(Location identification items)
»»
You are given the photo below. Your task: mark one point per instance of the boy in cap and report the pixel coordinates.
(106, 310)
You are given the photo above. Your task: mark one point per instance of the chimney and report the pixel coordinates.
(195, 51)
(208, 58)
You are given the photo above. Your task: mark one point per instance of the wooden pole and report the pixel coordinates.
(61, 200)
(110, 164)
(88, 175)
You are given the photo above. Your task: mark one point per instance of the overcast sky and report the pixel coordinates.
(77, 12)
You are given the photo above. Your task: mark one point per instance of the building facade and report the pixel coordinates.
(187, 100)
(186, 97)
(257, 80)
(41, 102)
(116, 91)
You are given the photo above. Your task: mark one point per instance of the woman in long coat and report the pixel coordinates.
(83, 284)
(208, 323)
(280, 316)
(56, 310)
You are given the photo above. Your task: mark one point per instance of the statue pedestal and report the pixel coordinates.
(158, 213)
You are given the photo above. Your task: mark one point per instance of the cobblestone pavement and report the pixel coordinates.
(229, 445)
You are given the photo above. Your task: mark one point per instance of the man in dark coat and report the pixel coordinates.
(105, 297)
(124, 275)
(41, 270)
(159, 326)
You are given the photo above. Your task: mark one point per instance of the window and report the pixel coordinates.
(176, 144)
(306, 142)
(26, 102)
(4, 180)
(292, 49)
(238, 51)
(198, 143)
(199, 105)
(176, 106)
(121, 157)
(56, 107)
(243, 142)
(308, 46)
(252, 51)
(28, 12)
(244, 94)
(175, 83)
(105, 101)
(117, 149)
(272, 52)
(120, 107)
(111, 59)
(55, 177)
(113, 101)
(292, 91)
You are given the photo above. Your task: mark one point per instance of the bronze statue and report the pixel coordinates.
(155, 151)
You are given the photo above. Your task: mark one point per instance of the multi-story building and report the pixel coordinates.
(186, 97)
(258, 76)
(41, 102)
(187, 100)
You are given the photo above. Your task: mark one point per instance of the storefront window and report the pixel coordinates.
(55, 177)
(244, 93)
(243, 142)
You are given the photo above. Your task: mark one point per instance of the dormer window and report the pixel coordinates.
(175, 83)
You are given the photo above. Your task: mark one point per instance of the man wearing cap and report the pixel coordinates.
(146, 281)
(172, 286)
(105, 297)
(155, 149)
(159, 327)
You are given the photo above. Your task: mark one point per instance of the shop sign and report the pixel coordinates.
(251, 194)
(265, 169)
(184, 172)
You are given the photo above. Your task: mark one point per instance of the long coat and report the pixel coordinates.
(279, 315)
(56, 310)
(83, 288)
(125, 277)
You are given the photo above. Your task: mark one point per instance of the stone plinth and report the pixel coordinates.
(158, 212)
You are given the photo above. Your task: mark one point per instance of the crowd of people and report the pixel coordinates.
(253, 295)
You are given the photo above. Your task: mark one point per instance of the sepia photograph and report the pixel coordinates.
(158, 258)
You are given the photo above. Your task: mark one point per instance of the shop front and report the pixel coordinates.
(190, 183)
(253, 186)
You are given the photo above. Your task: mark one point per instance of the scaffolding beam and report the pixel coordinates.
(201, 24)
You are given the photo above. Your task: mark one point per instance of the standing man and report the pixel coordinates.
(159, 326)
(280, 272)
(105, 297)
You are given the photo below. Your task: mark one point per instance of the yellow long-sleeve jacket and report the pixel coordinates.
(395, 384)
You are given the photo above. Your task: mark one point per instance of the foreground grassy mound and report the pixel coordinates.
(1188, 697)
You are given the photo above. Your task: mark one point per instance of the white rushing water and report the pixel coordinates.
««
**Exercise prompt:**
Reproduce only the lines from the line containing "front and report the pixel coordinates." to the last line of the material above, both of those lines included.

**Problem solution:**
You are given the photo above. Your task: mark one point per instance of the shop front and report the pixel coordinates.
(190, 183)
(253, 186)
You are given the photo above. Your task: mark one point per instance of the scaffolding beam and report the pixel coordinates.
(201, 24)
You are given the photo above. Your task: mark one point per instance of the standing man and report the pixel coordinates.
(159, 326)
(280, 272)
(105, 297)
You are given the photo below. Your task: mark one point per instance of the yellow long-sleeve jacket and report the pixel coordinates.
(395, 384)
You are given the photo above. Your task: mark one point per instance of the foreground grassy mound and report the pixel coordinates.
(1188, 697)
You are given the photo above. Your task: mark one point per instance of the white rushing water and report the pixel coordinates.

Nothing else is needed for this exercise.